* **PROMPT**
Print the records below exactly as they appear. Omit all pictures.
DATA SECTION below:
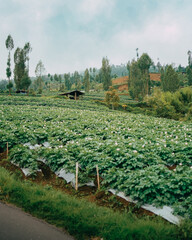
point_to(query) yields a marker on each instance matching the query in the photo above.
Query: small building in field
(73, 94)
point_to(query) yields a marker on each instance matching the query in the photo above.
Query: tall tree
(144, 63)
(86, 80)
(77, 79)
(21, 70)
(9, 45)
(68, 83)
(39, 71)
(27, 49)
(20, 67)
(139, 79)
(169, 79)
(106, 74)
(189, 68)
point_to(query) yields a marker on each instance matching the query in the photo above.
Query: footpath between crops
(49, 197)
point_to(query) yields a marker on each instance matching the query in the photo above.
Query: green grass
(80, 217)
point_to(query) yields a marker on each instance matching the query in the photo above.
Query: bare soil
(101, 198)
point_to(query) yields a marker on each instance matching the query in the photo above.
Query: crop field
(149, 159)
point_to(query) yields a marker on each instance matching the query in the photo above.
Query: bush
(171, 105)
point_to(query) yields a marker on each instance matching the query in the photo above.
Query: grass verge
(79, 217)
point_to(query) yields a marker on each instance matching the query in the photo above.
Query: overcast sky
(69, 35)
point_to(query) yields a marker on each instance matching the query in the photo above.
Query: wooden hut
(73, 94)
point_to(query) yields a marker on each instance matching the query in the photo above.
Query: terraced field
(149, 159)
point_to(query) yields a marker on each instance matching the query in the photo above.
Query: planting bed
(149, 159)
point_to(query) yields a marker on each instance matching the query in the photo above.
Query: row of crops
(149, 159)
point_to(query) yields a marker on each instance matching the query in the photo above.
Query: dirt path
(18, 225)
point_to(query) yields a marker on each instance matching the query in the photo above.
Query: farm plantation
(147, 158)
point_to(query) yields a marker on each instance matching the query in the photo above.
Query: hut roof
(73, 93)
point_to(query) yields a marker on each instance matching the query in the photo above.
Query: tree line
(139, 83)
End of DATA SECTION.
* **SOLUTION TO THIS EXERCISE**
point_to(query) yields a marker on each instance matching the query in the photo above.
Query: small building in field
(73, 94)
point_to(query) yields a marker on each instance matching the query in the photo above.
Query: tall tree
(144, 63)
(86, 80)
(77, 79)
(21, 70)
(9, 45)
(68, 83)
(39, 71)
(27, 49)
(20, 67)
(139, 79)
(169, 79)
(106, 74)
(189, 68)
point_to(query) yields a marker on each instance matching the query in the photo above.
Query: footpath between crops
(49, 197)
point_to(query) yields a marker on each instance matching the query in the photo above.
Query: green grass
(80, 217)
point_to(query) yields a marker on each instance matching the query in the photo above.
Query: bare soil
(101, 198)
point_to(query) yields a marker on each instance matching the query in the photo above.
Query: crop field
(149, 159)
point_to(query) yields a marker on each instance matching the query in the photo above.
Query: bush
(171, 105)
point_to(query) yields a marker on each instance matching the query in the photo above.
Query: grass verge
(79, 217)
point_to(query) yields a marker on each instance matching the query in the photo above.
Query: overcast sky
(69, 35)
point_to(query) yields a marker on each instance matching the query in the photo above.
Query: wooden hut
(73, 94)
point_to(query) yields a marker on each instance matching the query in the photo above.
Query: terraced field
(149, 159)
point_to(query) yields a marker on each instance matching the query in the photo above.
Query: planting bed
(149, 159)
point_to(query) yields a marker on each instance matching the query in the photo above.
Query: row of crops
(149, 159)
point_to(query) yields a marker on each instance matching the query in the photo above.
Query: dirt path
(18, 225)
point_to(query) yields a marker on each instance matching the query in the photo above.
Query: farm plantation
(147, 158)
point_to(query) yields a marker on each instance matching the query in the photo above.
Query: hut roof
(73, 93)
point_to(query) yields a marker on each instance matching the query in the photo above.
Query: tree line
(139, 83)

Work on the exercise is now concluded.